§ What needs to be done: With all pictures excluded, restate the records that follow exactly as written.

§ Records for the exercise:
· · · · ·
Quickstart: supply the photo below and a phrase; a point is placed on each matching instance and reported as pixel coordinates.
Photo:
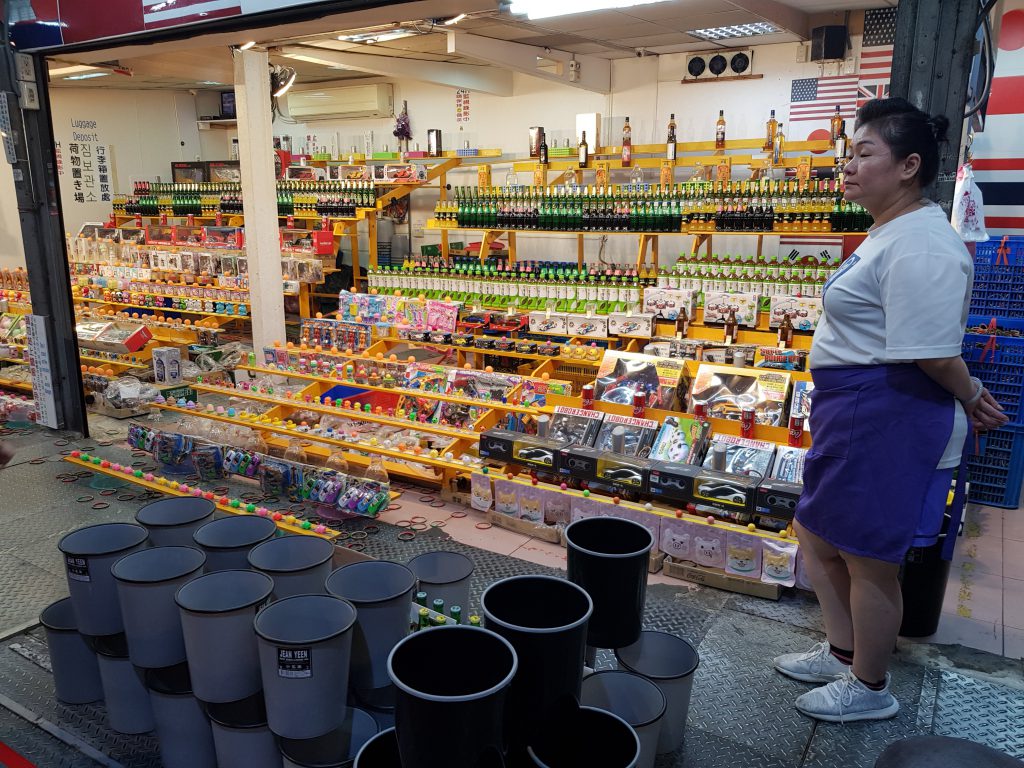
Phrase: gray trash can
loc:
(76, 673)
(298, 564)
(183, 730)
(146, 584)
(216, 612)
(171, 522)
(305, 644)
(88, 554)
(227, 542)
· · · · ·
§ Solved exercise:
Quickstart: supply the photo below and a phrase; a point is placed on each matching instance and reported as pixel coordinates.
Photo:
Phrase: gray trash can
loc:
(76, 673)
(298, 564)
(183, 730)
(146, 584)
(216, 612)
(171, 522)
(305, 644)
(88, 554)
(227, 542)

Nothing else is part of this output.